-- start DATASET EXTRACT --

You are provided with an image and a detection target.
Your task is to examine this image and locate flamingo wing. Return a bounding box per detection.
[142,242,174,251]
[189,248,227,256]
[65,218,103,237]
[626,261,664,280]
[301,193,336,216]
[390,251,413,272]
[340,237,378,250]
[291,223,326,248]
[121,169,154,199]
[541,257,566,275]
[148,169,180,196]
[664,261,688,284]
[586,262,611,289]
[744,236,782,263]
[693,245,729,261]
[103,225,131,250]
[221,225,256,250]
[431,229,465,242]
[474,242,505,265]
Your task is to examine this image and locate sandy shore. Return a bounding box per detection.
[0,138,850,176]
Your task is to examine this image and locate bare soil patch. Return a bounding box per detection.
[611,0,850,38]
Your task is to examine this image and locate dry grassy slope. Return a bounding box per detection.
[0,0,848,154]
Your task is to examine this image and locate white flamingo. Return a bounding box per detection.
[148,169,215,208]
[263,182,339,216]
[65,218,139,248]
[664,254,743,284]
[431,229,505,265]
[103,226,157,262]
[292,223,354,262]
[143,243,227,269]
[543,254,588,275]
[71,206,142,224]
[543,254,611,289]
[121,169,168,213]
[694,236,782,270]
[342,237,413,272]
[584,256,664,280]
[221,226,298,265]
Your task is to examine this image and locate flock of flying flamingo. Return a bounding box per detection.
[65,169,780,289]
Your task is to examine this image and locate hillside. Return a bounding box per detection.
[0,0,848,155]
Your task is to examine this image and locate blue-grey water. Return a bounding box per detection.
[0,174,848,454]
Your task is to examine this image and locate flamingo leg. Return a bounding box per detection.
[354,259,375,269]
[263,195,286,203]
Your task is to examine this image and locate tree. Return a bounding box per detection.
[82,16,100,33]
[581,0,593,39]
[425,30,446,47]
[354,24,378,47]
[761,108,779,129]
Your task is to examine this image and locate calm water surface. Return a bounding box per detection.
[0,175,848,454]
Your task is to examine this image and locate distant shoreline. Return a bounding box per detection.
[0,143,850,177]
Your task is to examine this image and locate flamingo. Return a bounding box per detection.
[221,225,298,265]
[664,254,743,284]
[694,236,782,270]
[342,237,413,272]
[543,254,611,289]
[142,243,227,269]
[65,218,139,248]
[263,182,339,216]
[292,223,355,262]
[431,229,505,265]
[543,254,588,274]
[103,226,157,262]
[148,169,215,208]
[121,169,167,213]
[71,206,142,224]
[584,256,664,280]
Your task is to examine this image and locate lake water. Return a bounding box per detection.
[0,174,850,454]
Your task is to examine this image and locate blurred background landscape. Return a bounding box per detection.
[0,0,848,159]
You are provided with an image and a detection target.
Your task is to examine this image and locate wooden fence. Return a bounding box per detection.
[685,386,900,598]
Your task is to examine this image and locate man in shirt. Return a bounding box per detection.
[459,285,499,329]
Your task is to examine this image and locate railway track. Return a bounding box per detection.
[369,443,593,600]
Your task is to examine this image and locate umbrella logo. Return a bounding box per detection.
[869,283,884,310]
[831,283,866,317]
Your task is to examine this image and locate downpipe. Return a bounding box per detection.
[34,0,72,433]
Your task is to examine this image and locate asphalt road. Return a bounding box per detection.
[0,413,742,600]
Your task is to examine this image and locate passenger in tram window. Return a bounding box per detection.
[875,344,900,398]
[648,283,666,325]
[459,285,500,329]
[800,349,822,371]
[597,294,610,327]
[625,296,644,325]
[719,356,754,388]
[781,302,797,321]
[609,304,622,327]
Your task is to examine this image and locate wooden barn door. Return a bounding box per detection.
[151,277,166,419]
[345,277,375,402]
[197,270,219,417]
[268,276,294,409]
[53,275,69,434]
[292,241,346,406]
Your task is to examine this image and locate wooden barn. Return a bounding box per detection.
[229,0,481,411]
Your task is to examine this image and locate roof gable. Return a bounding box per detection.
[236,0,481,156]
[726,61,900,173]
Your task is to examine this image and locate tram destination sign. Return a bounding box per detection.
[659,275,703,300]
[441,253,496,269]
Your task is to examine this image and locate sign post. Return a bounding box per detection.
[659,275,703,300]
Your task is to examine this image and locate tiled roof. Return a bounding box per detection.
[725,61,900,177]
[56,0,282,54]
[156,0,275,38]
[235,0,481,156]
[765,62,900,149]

-- end DATASET EXTRACT --

**WHAT YOU HAVE TO DO:** Update every entry above so that each "examine" becomes "inspect". Keep everything else the same.

**FULL RESPONSE:**
You are provided with an image and a detection target.
Your task is to inspect this image and locate flamingo wing. Return a bounding box per detection.
[142,242,174,251]
[189,248,227,256]
[65,218,103,237]
[626,261,664,280]
[301,193,336,216]
[390,251,413,272]
[340,237,378,250]
[291,223,326,248]
[121,169,154,199]
[541,257,566,275]
[148,169,180,196]
[664,261,688,284]
[586,262,611,289]
[744,236,782,263]
[693,245,729,261]
[103,225,131,250]
[221,225,256,250]
[431,229,465,242]
[474,242,505,265]
Your task is to inspect this image and locate sandy shore. Return a bounding box per detection.
[0,138,850,176]
Your task is to inspect this image and locate bare soil patch. Return a bounding box per detection.
[611,0,850,38]
Your task is to inspect this image and locate dry grassy slope. Return a bounding box per detection.
[0,0,848,154]
Your task is to inspect this image and locate white flamingo. Return a bounding box per detection.
[148,169,215,208]
[263,182,339,216]
[65,218,139,248]
[664,254,743,284]
[431,229,505,265]
[103,226,157,262]
[292,223,354,262]
[143,243,227,269]
[543,254,588,275]
[71,206,142,224]
[543,254,611,289]
[121,169,168,213]
[694,236,782,270]
[342,237,413,272]
[584,256,664,280]
[221,226,298,265]
Your task is to inspect this image and locate flock of flying flamingo. Return a bounding box per detection.
[65,169,780,289]
Your task is to inspect this image and locate hillside. Return a bounding box per detection.
[0,0,848,155]
Your task is to inspect this image and locate blue-grey water. Return a bounding box per detection.
[0,174,848,454]
Your task is to inspect this image and locate flamingo leg. Return a bounding box per detection.
[354,259,375,269]
[263,195,286,203]
Your task is to inspect this image and locate tree. Return a bounding box per detection.
[82,16,100,33]
[581,0,593,39]
[425,30,446,47]
[354,24,378,47]
[761,108,779,129]
Your task is to inspect this image and locate calm water surface. Return a bounding box per detection.
[0,175,848,454]
Your task is to inspect this image and locate distant shoreline. Return a bounding box per detection.
[0,143,850,177]
Your task is to inspect this image and locate flamingo. Return a bounding box per detection.
[221,225,298,265]
[664,254,743,284]
[694,236,782,270]
[342,237,413,272]
[543,254,611,289]
[142,243,227,269]
[65,218,139,248]
[263,182,339,216]
[292,223,355,262]
[431,229,505,265]
[543,254,588,274]
[103,226,157,262]
[148,169,215,208]
[121,169,167,213]
[71,206,142,224]
[584,256,664,280]
Your task is to inspect this image and locate lake water. Return a bounding box per detection.
[0,174,850,454]
Your task is to inspect this image and locate blurred background landscape. Return a bounding box per detection.
[0,0,848,159]
You are provided with an image and a detection target.
Your task is to inspect this image and locate wooden fence. Return a bounding box per detection.
[685,386,900,598]
Your task is to inspect this image and locate man in shirt. Return a bounding box per detection.
[459,285,499,329]
Your task is to inspect this image and locate railway track. Return a bounding box per detection.
[369,443,593,600]
Your task is to inspect this image and locate umbrella logo. Return a bounding box per detection.
[869,283,884,310]
[831,283,866,317]
Your task is to inspect this image and locate downpipe. Return a bounding box per detection.
[34,0,72,433]
Your task is to inspect this image and locate asphalt road. Return a bounding box per detection.
[0,413,742,600]
Your task is to inspect this image and locate passenger in tram window. Return a bounding box per detection.
[875,344,900,398]
[648,283,666,325]
[459,285,500,329]
[800,349,822,371]
[597,294,610,327]
[625,296,644,325]
[719,356,754,388]
[781,302,797,321]
[609,304,622,327]
Your task is to inspect this image and locate wooden barn door. Return a bounding box per detection.
[151,277,166,419]
[345,277,375,402]
[197,270,219,417]
[268,276,294,409]
[53,275,69,434]
[292,241,346,406]
Your task is to inspect this image and locate wooden barn. Return a bounding box per detection.
[229,0,481,411]
Your task is to inspect this image and locate roof gable. Return a bounding box per detection.
[236,0,481,156]
[726,61,900,173]
Your task is to inspect this image and locate tram destination sign. Return a bounding box per detection.
[659,275,703,300]
[441,253,496,269]
Your task is to inspect this image and locate sign post. Return a bounding box per detection.
[659,275,703,300]
Your task is to inspect this image and locate tiled roof. Return a bounding box per detection.
[725,61,900,177]
[56,0,282,54]
[156,0,275,38]
[235,0,481,156]
[765,62,900,149]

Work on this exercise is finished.